Schriftliche Aufgabe A — Schreiben Sie aus dem Auszug über den Handballklub Aalborg den Abschnitt ab, der mit „Seit diesen beiden“ beginnt und bis einschließlich „Ein Ziel, das verbindet.“ reicht.
^^^^
Wo bei Wiede noch reichlich Luft unter dem Trikot wehte, zeichneten sich bei Kopenhagens Mikkel Hansen bereits Muskelberge ab. Der Däne trug schon damals die Haare lang - sein Markenzeichen, neben dem Obelix-starken Wurf. Auch für Hansen war es ein besonderes Spiel, denn seitdem stand er nie wieder mit einem dänischen Klub im Final Four. Dänemark ist zwar Weltmeister im Handball, aber auf Klubebene international kein Big Player. Und damit nach Aalborg, das im Champions-League-Viertelfinale an diesem Mittwoch im Rückspiel auf die SG Flensburg-Handewitt trifft (20.45 Uhr/DAZN).

Die 117 000-Einwohner Stadt im Norden Dänemarks, Region Jütland, ist eher unverdächtig, ein Epizentrum des Handballsports zu sein. Pittoreske Kulisse, Schloss, Kloster, einige Kunstmuseen. In die Liste der Sehenswürdigkeiten reihte sich zuletzt Aalborg Handbold ein. Der Klub schickte im Februar einige seismische Wellen in die Sportwelt, als er die Verpflichtung Hansens für den Sommer 2022 verkündete. Wumms! Mikkel Hansen, 33, Aushängeschild des Handballs, Großverdiener bei Paris Saint-Germain, wechselt ins beschauliche Aalborg. Was für eine Nachricht!

Das Interesse an Aalborg steigt enorm

Bis zu diesem Zeitpunkt verlief die Geschichte dänischer Klubs meistens so: Sie finden ein junges Talent, bilden es aus, das Karrieresprungbrett schleudert es dann ins Ausland. Die Dänen formten Stars, sie kauften keine. Aalborg mischt das Geschäft nun auf. Denn der Verpflichtung von Hansen schob der Klub eine weitere spektakuläre hinterher: Aron Pálmarsson, einst begnadeter Mittelmann beim THW Kiel und aktuell Lenker des FC Barcelona, kommt schon in diesem Sommer.

Seit diesen beiden Coups ist Aalborgs Direktor Jan Larsen ein gefragter Mann. "Ich wusste, es würde groß sein. Aber dass es so groß wird, hat mich überrascht", sagt er am Telefon. Seine Vision ist klar: Er will in der Champions League angreifen. Dafür brauche es zwei bis drei Top-Spieler. "Hansen hat gesagt: 'Mein Traum ist es, die Champions League mit einem dänischen Team zu gewinnen. Ich will sehen, ob es möglich ist'", erzählt Larsen: "Und wir wollen das auch." Ein Ziel, das verbindet.
^^^^
Schriftliche Aufgabe B — Geben Sie sämtliche Zeilen der Auflistung unverändert wieder und lassen Sie dabei die Bilder weg.
^^^^
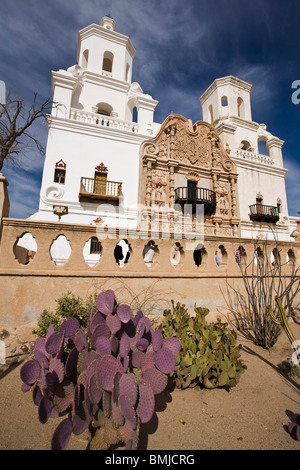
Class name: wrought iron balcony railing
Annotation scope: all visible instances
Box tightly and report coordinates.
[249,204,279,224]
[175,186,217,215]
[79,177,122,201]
^^^^
Richtige Antwort A —
Seit diesen beiden Coups ist Aalborgs Direktor Jan Larsen ein gefragter Mann. "Ich wusste, es würde groß sein. Aber dass es so groß wird, hat mich überrascht", sagt er am Telefon. Seine Vision ist klar: Er will in der Champions League angreifen. Dafür brauche es zwei bis drei Top-Spieler. "Hansen hat gesagt: 'Mein Traum ist es, die Champions League mit einem dänischen Team zu gewinnen. Ich will sehen, ob es möglich ist'", erzählt Larsen: "Und wir wollen das auch." Ein Ziel, das verbindet.

Richtige Antwort B —
Class name: wrought iron balcony railing
Annotation scope: all visible instances
Box tightly and report coordinates.
[249,204,279,224]
[175,186,217,215]
[79,177,122,201]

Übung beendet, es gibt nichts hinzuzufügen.